▸ Assignment:
Where does the string "field" occur in the entries below? Copy every line where it does.

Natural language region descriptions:
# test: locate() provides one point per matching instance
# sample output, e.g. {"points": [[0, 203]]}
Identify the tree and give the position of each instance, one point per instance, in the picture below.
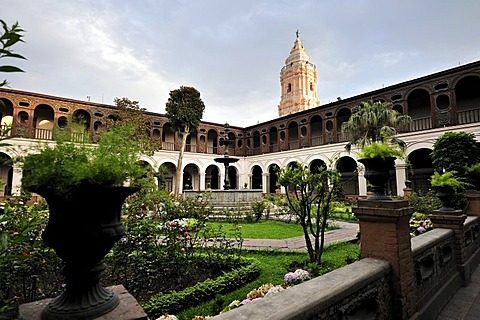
{"points": [[454, 151], [310, 196], [184, 111], [374, 121], [129, 111], [8, 38]]}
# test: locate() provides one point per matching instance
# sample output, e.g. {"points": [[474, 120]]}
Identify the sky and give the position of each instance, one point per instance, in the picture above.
{"points": [[232, 51]]}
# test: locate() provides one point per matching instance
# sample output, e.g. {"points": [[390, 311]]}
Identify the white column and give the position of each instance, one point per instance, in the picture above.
{"points": [[265, 176], [362, 182], [16, 180], [202, 181], [401, 175]]}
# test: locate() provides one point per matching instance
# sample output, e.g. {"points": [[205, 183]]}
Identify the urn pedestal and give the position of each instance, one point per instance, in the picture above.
{"points": [[82, 228]]}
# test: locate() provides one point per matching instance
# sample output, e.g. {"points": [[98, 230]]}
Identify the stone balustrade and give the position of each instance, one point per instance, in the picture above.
{"points": [[397, 277]]}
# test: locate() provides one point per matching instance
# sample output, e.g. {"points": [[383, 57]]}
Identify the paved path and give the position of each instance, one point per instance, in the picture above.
{"points": [[347, 231]]}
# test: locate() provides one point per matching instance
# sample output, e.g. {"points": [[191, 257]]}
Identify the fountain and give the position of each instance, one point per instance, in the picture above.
{"points": [[226, 160], [228, 198]]}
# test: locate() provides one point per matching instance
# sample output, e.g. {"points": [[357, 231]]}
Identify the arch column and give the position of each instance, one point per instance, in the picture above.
{"points": [[401, 176], [362, 182], [265, 178], [17, 180], [202, 180]]}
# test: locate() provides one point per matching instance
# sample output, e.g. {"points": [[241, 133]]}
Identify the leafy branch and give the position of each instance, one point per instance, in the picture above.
{"points": [[8, 38]]}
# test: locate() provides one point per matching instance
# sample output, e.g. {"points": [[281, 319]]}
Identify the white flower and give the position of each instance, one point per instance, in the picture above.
{"points": [[273, 290], [167, 317]]}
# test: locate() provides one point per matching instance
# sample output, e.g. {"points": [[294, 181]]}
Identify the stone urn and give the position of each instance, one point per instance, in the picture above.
{"points": [[82, 228], [377, 173], [445, 194]]}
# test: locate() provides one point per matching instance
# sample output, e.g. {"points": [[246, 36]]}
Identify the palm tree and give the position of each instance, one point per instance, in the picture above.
{"points": [[374, 121]]}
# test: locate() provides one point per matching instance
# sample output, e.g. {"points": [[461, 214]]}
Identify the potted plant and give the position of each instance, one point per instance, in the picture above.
{"points": [[373, 128], [378, 158], [473, 176], [445, 185], [84, 188]]}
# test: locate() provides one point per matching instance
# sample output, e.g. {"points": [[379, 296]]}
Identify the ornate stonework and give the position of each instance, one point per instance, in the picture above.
{"points": [[298, 79]]}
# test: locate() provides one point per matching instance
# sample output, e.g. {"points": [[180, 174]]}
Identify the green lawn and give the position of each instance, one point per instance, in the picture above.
{"points": [[273, 267], [264, 229]]}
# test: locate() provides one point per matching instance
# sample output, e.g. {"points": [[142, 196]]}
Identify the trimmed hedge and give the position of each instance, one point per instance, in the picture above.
{"points": [[176, 301]]}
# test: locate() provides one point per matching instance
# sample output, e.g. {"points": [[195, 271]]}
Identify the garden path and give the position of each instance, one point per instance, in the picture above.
{"points": [[347, 231]]}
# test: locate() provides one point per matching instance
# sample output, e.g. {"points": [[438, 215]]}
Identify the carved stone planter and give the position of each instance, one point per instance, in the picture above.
{"points": [[377, 173], [445, 194], [82, 229]]}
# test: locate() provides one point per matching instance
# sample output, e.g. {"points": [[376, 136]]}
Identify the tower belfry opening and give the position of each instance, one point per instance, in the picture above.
{"points": [[298, 80]]}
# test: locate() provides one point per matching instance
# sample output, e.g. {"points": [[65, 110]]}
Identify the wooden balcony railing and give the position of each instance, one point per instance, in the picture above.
{"points": [[293, 144], [316, 141], [170, 146], [419, 124], [469, 116]]}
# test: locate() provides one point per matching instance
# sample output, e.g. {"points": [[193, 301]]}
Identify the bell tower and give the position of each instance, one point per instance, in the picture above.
{"points": [[298, 79]]}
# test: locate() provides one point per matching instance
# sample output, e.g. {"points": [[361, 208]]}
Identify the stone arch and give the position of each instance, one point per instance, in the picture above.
{"points": [[212, 177], [6, 112], [256, 142], [467, 99], [293, 139], [421, 168], [233, 177], [212, 141], [168, 137], [191, 177], [419, 109], [43, 122], [82, 118], [169, 175], [347, 167], [343, 115], [6, 174], [316, 130], [316, 165], [273, 139], [257, 173], [272, 177]]}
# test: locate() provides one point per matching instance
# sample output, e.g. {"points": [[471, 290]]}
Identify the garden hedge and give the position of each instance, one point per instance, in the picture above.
{"points": [[176, 301]]}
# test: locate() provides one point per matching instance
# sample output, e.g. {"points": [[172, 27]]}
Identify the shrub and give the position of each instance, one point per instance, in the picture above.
{"points": [[424, 204], [258, 207], [175, 301]]}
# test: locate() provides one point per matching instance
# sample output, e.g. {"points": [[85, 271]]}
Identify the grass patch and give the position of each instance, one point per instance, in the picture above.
{"points": [[274, 265], [264, 229]]}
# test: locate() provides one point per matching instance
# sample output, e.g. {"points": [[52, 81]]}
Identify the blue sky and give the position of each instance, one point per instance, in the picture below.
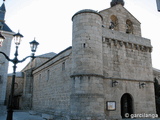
{"points": [[50, 23]]}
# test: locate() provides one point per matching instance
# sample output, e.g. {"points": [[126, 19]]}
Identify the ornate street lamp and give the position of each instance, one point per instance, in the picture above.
{"points": [[17, 39]]}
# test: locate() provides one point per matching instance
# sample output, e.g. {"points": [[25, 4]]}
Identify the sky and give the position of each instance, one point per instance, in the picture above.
{"points": [[49, 21]]}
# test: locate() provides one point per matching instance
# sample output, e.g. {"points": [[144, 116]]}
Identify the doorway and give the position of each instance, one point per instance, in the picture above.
{"points": [[126, 105]]}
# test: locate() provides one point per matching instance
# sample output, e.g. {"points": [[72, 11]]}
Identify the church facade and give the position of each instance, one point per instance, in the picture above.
{"points": [[106, 74]]}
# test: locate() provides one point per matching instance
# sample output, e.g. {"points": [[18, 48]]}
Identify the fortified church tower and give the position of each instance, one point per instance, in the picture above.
{"points": [[5, 47], [111, 65]]}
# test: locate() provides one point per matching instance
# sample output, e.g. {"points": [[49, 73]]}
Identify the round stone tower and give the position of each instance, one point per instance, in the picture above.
{"points": [[87, 98]]}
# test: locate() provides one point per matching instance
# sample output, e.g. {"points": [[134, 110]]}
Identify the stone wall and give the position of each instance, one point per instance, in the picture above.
{"points": [[19, 84], [52, 85], [128, 58]]}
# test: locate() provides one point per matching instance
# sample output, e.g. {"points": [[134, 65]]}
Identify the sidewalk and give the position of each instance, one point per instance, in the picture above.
{"points": [[22, 115]]}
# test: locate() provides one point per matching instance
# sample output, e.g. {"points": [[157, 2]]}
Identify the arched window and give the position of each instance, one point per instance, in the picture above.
{"points": [[113, 23], [129, 27]]}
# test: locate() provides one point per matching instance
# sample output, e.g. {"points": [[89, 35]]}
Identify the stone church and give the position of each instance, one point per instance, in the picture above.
{"points": [[106, 74]]}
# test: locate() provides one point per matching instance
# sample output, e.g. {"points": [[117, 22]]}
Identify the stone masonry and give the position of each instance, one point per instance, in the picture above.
{"points": [[108, 62]]}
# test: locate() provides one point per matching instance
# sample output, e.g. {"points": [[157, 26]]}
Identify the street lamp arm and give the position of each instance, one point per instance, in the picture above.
{"points": [[6, 56], [26, 58]]}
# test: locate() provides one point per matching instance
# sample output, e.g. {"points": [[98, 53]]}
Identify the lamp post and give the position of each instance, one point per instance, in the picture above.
{"points": [[17, 39]]}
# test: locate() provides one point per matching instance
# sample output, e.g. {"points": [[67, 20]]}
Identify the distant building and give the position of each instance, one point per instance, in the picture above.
{"points": [[106, 74]]}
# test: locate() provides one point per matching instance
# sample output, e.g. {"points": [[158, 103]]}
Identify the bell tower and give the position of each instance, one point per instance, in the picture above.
{"points": [[4, 47]]}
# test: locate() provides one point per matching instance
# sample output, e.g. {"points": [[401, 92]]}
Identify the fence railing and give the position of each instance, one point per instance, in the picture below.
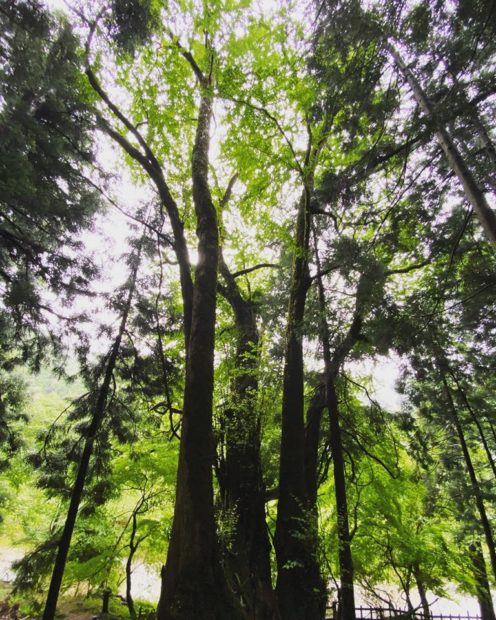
{"points": [[389, 613]]}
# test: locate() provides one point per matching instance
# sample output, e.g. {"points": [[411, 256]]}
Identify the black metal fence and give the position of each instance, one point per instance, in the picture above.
{"points": [[389, 613]]}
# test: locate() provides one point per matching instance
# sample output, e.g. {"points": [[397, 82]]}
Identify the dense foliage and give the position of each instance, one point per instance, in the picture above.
{"points": [[308, 191]]}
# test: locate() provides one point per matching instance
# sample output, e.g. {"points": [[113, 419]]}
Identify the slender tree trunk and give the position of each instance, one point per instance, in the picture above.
{"points": [[145, 157], [421, 590], [312, 437], [193, 583], [133, 545], [474, 418], [475, 117], [481, 581], [248, 560], [300, 589], [347, 593], [473, 193], [78, 488], [486, 526]]}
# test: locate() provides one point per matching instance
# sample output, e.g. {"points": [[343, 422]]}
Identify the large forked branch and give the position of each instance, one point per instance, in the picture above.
{"points": [[147, 160]]}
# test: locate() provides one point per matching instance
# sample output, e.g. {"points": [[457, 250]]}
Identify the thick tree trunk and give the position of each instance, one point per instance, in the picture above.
{"points": [[473, 193], [300, 589], [242, 488], [193, 583], [481, 581], [78, 488], [474, 483]]}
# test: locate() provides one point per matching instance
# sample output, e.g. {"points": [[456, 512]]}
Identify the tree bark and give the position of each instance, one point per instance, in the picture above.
{"points": [[78, 488], [193, 583], [421, 590], [331, 368], [242, 488], [473, 193], [476, 491], [474, 418], [481, 581], [300, 589], [133, 545]]}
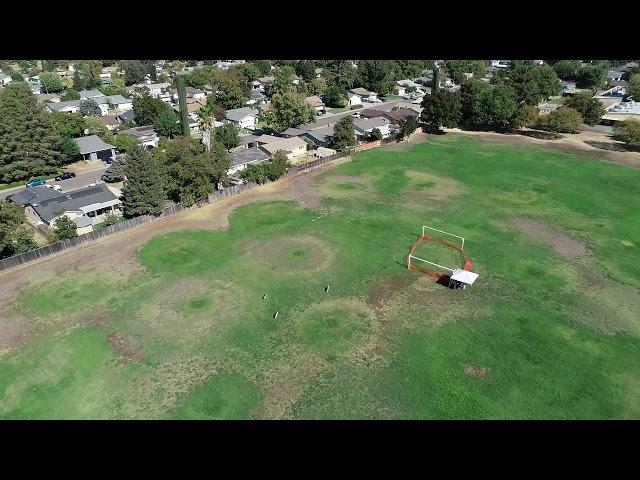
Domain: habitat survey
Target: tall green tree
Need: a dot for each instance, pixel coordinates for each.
(336, 96)
(144, 192)
(228, 135)
(441, 109)
(148, 109)
(343, 134)
(377, 75)
(634, 86)
(184, 112)
(89, 108)
(64, 228)
(407, 126)
(51, 82)
(13, 239)
(67, 124)
(134, 71)
(629, 132)
(563, 120)
(592, 76)
(566, 69)
(28, 145)
(526, 117)
(532, 83)
(191, 171)
(166, 125)
(288, 110)
(590, 108)
(115, 172)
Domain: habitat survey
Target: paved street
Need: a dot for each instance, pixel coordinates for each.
(81, 180)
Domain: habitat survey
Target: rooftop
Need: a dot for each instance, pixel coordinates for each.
(92, 143)
(238, 114)
(48, 202)
(248, 155)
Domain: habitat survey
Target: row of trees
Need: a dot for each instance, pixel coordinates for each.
(180, 169)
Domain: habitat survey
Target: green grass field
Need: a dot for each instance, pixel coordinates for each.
(540, 335)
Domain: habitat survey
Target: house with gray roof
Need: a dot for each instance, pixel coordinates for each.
(243, 117)
(242, 157)
(86, 94)
(145, 136)
(320, 136)
(362, 127)
(86, 206)
(70, 106)
(92, 147)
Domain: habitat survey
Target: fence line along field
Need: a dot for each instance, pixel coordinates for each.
(307, 309)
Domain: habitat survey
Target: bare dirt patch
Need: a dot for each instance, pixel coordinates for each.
(559, 240)
(290, 254)
(387, 287)
(12, 331)
(476, 372)
(596, 146)
(116, 254)
(127, 349)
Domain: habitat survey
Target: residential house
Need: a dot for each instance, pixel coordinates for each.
(545, 108)
(395, 115)
(621, 112)
(70, 106)
(159, 90)
(362, 127)
(193, 106)
(86, 206)
(257, 98)
(615, 74)
(611, 96)
(316, 103)
(243, 157)
(144, 136)
(111, 121)
(87, 94)
(293, 147)
(501, 64)
(400, 90)
(195, 93)
(243, 117)
(49, 98)
(127, 116)
(353, 99)
(120, 103)
(320, 137)
(322, 152)
(92, 147)
(264, 81)
(365, 95)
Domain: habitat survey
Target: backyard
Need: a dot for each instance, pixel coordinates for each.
(549, 330)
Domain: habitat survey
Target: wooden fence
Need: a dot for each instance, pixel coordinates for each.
(54, 248)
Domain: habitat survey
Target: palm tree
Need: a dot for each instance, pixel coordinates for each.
(206, 119)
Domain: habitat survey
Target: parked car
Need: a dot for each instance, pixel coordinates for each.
(65, 176)
(36, 182)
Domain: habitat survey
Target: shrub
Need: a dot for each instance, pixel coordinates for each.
(563, 120)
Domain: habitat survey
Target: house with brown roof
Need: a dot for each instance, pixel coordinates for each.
(316, 103)
(293, 147)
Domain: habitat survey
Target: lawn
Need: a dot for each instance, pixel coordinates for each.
(544, 332)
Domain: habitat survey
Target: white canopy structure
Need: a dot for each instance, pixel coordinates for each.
(464, 276)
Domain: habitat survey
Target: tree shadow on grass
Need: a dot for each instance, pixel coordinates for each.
(612, 147)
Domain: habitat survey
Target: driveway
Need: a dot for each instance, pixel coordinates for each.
(81, 180)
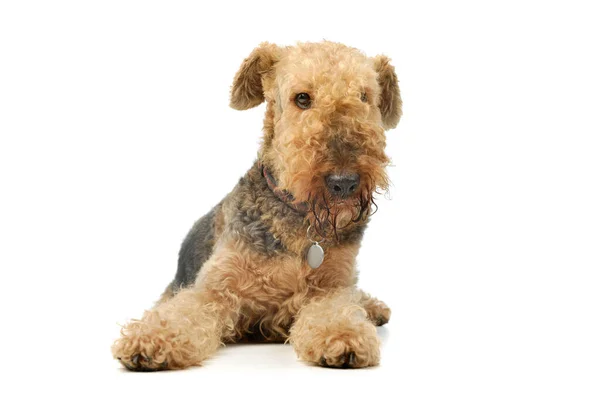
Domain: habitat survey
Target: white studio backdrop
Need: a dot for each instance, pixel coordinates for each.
(115, 136)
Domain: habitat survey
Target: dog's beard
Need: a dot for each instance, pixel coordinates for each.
(330, 216)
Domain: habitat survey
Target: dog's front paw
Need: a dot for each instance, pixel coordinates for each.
(379, 313)
(145, 347)
(354, 346)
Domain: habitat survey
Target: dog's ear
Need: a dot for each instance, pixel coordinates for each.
(390, 102)
(247, 89)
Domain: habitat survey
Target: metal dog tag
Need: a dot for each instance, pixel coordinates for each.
(315, 256)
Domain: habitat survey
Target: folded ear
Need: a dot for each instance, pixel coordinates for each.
(247, 88)
(390, 102)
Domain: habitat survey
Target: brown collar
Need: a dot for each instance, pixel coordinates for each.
(283, 195)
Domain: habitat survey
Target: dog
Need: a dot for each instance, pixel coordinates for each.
(275, 259)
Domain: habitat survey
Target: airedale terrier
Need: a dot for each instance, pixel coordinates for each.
(275, 259)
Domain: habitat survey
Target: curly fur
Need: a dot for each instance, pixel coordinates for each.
(242, 272)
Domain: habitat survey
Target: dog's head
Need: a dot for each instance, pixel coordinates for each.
(327, 108)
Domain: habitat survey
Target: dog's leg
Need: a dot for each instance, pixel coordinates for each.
(377, 311)
(179, 332)
(335, 331)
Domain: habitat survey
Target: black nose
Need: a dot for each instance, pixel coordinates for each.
(342, 185)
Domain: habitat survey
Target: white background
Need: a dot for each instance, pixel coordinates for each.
(116, 135)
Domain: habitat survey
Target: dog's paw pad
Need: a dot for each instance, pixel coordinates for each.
(345, 360)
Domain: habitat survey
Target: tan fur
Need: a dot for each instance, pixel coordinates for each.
(241, 292)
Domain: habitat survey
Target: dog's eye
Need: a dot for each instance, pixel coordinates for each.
(303, 100)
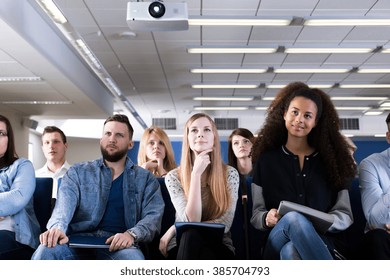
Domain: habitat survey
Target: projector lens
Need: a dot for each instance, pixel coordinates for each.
(156, 9)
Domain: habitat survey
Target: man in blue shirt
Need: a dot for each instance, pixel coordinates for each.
(374, 180)
(111, 198)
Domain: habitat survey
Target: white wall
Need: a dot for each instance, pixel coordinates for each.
(21, 133)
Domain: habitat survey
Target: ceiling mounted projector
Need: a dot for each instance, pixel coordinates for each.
(157, 16)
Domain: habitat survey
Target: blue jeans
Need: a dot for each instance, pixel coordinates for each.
(294, 237)
(10, 249)
(64, 252)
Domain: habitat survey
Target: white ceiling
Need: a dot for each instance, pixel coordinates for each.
(151, 69)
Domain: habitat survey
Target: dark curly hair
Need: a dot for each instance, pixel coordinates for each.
(325, 137)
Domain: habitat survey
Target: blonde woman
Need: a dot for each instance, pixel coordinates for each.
(202, 189)
(155, 152)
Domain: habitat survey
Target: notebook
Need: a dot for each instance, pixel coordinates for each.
(321, 220)
(82, 241)
(214, 231)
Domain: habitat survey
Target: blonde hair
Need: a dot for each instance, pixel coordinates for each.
(169, 160)
(215, 174)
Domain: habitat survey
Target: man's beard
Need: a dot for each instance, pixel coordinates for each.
(114, 157)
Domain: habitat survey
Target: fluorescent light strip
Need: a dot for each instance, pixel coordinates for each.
(352, 108)
(261, 108)
(89, 54)
(373, 113)
(313, 70)
(365, 86)
(224, 86)
(347, 22)
(231, 50)
(217, 108)
(327, 50)
(225, 98)
(373, 71)
(36, 102)
(52, 9)
(385, 104)
(264, 70)
(357, 98)
(19, 79)
(310, 85)
(227, 71)
(235, 21)
(341, 98)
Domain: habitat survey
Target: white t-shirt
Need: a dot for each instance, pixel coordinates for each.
(45, 172)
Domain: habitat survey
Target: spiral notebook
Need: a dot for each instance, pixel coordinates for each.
(213, 231)
(320, 220)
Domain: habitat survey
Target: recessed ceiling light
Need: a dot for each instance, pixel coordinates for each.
(223, 98)
(36, 102)
(228, 71)
(20, 79)
(227, 50)
(239, 21)
(218, 108)
(211, 86)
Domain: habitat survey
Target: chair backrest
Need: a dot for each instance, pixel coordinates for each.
(354, 234)
(42, 201)
(169, 210)
(151, 251)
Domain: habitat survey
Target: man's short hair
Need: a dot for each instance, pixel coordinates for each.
(388, 119)
(52, 129)
(122, 119)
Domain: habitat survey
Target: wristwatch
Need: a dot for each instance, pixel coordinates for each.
(132, 234)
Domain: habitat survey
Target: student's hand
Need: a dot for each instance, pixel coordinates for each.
(163, 246)
(272, 217)
(202, 160)
(150, 165)
(52, 237)
(120, 241)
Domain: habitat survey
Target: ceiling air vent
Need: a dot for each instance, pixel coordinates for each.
(226, 124)
(165, 123)
(349, 124)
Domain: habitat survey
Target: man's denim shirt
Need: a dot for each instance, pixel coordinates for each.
(17, 186)
(84, 191)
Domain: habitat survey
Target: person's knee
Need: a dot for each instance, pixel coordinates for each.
(295, 218)
(289, 252)
(129, 254)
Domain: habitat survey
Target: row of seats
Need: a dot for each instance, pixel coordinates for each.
(246, 239)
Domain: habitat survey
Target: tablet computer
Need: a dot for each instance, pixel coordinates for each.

▸ Result for this exercise:
Target: green grass field
Target: fence line along field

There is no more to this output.